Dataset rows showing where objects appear
● ● ● ● ●

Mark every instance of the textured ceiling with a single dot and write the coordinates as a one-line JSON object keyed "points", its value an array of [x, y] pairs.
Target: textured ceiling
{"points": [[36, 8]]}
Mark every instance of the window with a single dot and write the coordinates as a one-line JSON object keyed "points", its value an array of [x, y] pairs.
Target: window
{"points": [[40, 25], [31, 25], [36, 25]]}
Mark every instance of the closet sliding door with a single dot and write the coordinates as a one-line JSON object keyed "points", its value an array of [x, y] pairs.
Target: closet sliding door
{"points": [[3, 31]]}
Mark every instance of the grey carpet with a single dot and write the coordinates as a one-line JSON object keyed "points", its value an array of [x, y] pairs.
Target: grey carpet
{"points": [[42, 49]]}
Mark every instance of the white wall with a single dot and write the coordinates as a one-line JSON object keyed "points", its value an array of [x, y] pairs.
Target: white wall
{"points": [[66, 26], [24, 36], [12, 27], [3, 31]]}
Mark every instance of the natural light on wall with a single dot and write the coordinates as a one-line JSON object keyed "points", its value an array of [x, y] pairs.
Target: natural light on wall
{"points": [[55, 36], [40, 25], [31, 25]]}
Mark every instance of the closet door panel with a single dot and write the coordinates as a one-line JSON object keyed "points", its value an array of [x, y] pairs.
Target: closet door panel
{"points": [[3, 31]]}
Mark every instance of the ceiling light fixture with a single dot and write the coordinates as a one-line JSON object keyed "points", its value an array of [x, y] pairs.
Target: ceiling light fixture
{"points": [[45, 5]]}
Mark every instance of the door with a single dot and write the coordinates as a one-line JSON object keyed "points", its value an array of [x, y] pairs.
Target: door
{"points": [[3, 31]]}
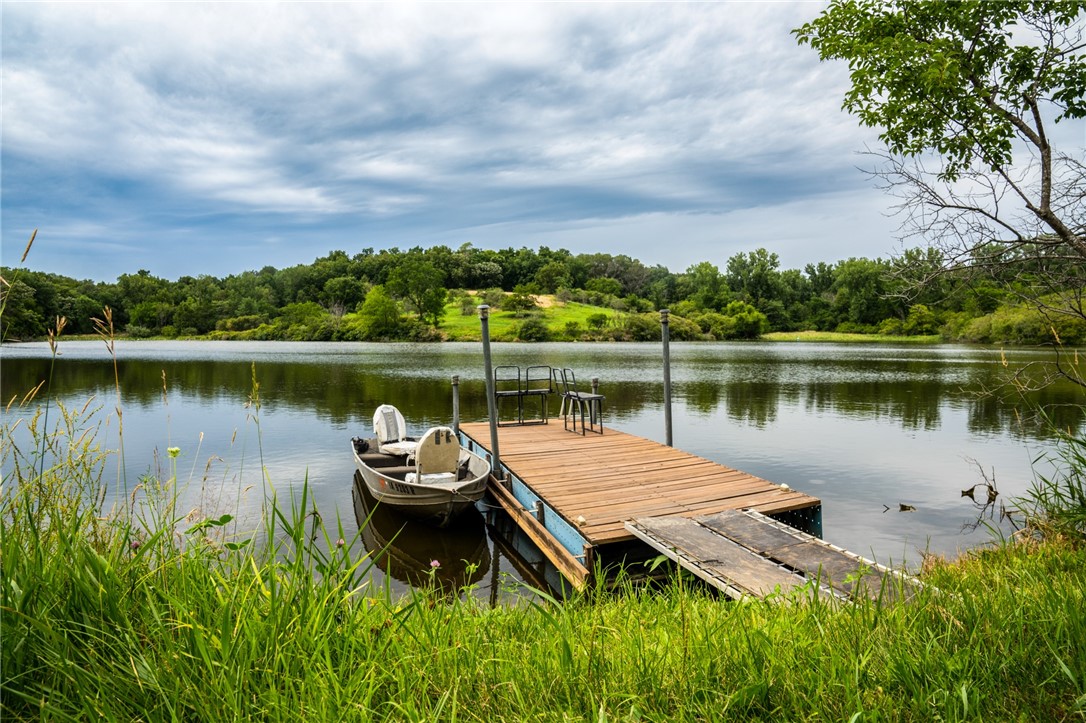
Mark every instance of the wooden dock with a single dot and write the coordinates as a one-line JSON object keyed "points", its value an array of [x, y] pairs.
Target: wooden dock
{"points": [[744, 553], [573, 494]]}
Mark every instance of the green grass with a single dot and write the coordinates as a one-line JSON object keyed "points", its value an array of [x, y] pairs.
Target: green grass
{"points": [[504, 325], [138, 613], [848, 338], [135, 610]]}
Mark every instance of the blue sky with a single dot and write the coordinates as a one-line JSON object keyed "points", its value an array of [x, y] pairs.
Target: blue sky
{"points": [[214, 138]]}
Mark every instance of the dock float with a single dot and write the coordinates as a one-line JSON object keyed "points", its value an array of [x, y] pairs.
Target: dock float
{"points": [[573, 494]]}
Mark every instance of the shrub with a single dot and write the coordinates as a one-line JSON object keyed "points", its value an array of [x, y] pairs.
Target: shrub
{"points": [[597, 321], [572, 330], [136, 331]]}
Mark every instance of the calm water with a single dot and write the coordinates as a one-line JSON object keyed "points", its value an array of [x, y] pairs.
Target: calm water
{"points": [[866, 429]]}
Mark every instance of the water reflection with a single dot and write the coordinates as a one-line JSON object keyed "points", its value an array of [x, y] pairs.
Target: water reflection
{"points": [[866, 429], [407, 549]]}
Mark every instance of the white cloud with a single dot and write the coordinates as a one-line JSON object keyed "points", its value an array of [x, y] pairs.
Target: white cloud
{"points": [[576, 124]]}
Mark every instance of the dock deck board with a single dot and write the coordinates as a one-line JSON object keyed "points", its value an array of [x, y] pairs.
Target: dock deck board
{"points": [[742, 553], [616, 477]]}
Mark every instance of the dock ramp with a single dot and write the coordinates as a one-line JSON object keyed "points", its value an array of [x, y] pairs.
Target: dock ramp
{"points": [[743, 553]]}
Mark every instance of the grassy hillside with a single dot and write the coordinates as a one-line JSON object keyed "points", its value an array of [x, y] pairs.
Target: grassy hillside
{"points": [[504, 326]]}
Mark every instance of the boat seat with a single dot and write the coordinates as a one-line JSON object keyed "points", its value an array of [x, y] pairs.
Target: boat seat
{"points": [[401, 471], [438, 453], [391, 431], [440, 478], [379, 460]]}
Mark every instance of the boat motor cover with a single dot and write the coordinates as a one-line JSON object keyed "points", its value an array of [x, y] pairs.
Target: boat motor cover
{"points": [[391, 430]]}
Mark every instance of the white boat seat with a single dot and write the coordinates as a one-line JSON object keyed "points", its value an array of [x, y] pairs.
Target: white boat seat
{"points": [[391, 431], [440, 478], [438, 453]]}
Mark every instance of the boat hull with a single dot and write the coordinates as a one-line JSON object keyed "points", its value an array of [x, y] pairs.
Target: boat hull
{"points": [[437, 504]]}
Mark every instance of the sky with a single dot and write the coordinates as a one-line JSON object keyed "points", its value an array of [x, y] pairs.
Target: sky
{"points": [[216, 138]]}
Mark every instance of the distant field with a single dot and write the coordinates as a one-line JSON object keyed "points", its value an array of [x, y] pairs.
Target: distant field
{"points": [[853, 339], [504, 325]]}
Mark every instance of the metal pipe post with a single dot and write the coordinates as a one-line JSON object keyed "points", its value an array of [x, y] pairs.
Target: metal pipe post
{"points": [[666, 335], [456, 405], [495, 458]]}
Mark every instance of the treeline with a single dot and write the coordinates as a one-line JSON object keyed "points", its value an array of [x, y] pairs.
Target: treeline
{"points": [[405, 294]]}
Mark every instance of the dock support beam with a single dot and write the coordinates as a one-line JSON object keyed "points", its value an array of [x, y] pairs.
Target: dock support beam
{"points": [[495, 460], [456, 405], [666, 335]]}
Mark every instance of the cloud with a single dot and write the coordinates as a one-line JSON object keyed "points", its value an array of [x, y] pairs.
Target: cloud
{"points": [[353, 125]]}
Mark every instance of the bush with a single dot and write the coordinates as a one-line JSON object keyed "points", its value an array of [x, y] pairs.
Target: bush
{"points": [[597, 321], [493, 297], [572, 330], [240, 322], [136, 331], [533, 329]]}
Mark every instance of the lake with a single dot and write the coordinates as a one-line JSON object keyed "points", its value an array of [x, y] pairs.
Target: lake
{"points": [[867, 429]]}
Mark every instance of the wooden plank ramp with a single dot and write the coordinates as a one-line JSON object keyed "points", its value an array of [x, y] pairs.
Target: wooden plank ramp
{"points": [[743, 553], [583, 489]]}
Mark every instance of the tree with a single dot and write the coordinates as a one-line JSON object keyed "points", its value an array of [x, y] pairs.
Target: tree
{"points": [[420, 283], [380, 315], [967, 97]]}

● ● ● ● ●

▶ [EXERCISE]: Rewrite the lines of the listing starting with the line containing "Mark every instance of the tree with" and going on through the end of the listing, changing "tree" to "oak" and leaving everything else the same.

▶ [ANSWER BELOW]:
Mark every instance of the oak with a single dot and write the coordinates as a one-line JSON object keyed "points", its value an array of [x, y] pairs.
Target: oak
{"points": [[420, 283], [380, 315], [967, 97]]}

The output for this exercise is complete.